Passage for review
—————

Season of television series

60 Minutess 56th season aired from September 17, 2023, to May 19, 2024. Full-time hosts include Lesley Stahl, Scott Pelley and Bill Whitaker. Reporters include Sharyn Alfonsi, Anderson Cooper, Cecilia Vega and Jon Wertheim. With additional reporting by Holly Williams in the Ukraine for episode 2 and 29, Norah O'Donnell in episodes 4, 19, 31 and 33, Jonathan LaPook in episodes 4 and 27, and Margaret Brennan in episode 6.

Season 56 introduced a new feature ending each episode called "The Last Minute". The one-minute editorial provides an update on a previous story. The episode with the highest ratings was the first episode of the season.

== Episodes ==

During the post-season, the episode contained original reporting on the July 2024 Trump assassination attempt.

—————

[Collection entries]
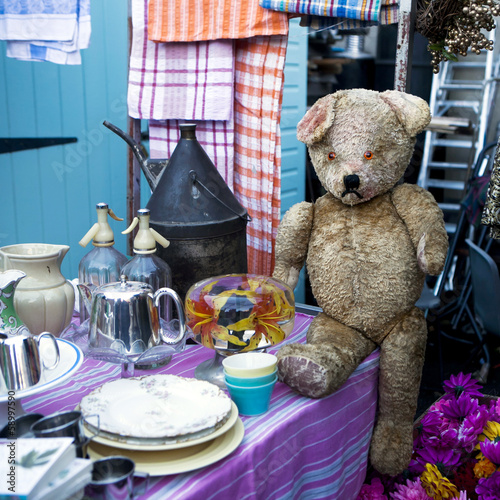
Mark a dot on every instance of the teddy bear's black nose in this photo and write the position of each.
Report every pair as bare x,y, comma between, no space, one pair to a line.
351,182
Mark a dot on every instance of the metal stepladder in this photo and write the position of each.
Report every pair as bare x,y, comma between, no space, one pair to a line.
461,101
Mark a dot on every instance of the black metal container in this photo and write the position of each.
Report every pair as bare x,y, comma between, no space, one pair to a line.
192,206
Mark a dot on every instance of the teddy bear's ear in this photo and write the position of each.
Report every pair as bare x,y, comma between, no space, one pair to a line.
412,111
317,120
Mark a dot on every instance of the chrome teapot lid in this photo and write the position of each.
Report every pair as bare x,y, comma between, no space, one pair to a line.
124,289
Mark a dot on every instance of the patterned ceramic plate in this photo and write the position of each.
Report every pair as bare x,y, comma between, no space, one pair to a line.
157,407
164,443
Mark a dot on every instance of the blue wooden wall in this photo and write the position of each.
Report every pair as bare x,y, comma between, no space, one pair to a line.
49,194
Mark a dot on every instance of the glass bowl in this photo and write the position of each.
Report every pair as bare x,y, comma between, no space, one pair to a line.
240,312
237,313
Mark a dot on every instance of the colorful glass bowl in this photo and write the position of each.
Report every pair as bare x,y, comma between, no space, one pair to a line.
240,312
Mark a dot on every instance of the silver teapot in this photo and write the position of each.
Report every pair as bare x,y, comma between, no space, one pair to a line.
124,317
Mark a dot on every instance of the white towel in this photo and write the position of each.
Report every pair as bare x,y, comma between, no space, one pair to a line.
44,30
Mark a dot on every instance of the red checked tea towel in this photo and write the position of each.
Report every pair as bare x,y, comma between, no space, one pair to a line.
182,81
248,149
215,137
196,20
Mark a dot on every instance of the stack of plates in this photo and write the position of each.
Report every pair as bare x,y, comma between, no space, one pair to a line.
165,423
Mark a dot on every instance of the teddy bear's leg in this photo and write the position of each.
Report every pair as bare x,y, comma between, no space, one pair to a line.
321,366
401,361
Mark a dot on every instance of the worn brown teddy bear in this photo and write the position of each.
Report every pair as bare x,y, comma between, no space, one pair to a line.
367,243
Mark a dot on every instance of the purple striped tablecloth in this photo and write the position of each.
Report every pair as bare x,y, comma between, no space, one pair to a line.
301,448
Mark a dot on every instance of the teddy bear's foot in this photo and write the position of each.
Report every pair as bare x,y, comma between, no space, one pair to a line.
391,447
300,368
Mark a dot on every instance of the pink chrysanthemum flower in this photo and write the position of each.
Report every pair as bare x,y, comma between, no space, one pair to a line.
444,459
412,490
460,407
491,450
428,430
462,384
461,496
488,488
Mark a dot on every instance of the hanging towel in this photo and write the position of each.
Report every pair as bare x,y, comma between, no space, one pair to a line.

—————

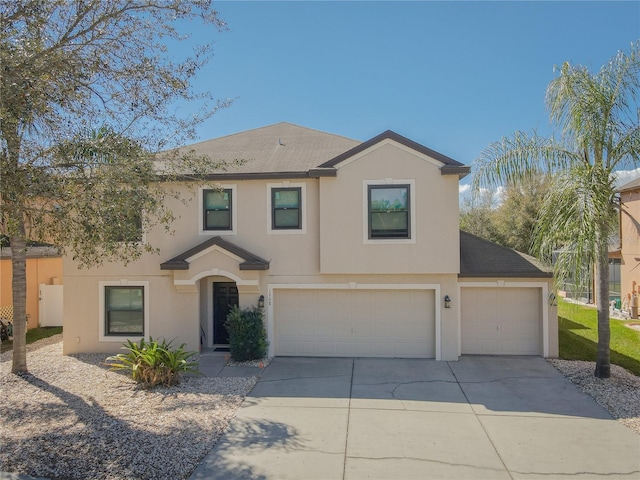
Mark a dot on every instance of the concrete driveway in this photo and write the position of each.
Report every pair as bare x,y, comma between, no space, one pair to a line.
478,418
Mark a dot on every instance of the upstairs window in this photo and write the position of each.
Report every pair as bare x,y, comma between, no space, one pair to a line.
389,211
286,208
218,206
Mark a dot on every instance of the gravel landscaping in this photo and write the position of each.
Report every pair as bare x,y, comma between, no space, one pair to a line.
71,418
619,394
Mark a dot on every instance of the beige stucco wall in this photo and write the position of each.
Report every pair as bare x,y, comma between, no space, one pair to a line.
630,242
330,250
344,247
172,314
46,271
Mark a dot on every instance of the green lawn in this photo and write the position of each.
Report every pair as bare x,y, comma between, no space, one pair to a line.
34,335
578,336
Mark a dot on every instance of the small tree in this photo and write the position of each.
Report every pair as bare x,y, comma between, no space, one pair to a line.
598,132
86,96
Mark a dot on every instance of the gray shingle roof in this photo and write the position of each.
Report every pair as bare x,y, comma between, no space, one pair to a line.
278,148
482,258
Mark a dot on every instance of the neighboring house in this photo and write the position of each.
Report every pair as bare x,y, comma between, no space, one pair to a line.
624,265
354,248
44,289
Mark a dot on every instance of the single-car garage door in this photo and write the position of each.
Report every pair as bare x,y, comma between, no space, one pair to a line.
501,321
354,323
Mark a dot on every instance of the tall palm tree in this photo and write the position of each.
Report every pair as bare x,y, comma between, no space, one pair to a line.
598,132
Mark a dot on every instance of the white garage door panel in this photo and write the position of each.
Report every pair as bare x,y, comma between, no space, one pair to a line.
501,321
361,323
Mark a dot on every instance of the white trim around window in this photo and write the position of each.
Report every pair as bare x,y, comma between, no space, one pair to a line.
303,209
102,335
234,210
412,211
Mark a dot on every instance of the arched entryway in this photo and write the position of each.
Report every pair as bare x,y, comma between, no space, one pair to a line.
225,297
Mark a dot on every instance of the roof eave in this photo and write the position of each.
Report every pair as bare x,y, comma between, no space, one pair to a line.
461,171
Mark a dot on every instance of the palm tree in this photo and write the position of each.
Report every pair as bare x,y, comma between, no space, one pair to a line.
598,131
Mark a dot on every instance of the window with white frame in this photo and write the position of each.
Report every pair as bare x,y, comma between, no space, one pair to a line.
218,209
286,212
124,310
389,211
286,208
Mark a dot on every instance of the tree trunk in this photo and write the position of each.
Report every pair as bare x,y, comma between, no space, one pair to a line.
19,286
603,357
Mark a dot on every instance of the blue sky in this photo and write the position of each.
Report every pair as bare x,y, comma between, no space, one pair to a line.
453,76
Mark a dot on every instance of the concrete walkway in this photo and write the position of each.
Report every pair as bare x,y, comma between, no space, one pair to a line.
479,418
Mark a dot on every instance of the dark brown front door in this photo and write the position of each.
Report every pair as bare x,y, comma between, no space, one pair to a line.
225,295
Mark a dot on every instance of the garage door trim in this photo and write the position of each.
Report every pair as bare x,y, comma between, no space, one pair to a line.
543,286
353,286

—————

Problem to solve
Transcribe the passage on the 56th season of 60 Minutes, starting at "Season 56 introduced" and ending at "Trump assassination attempt.". None of the collection entries are needed for this work.

Result of this task
Season 56 introduced a new feature ending each episode called "The Last Minute". The one-minute editorial provides an update on a previous story. The episode with the highest ratings was the first episode of the season.

== Episodes ==

During the post-season, the episode contained original reporting on the July 2024 Trump assassination attempt.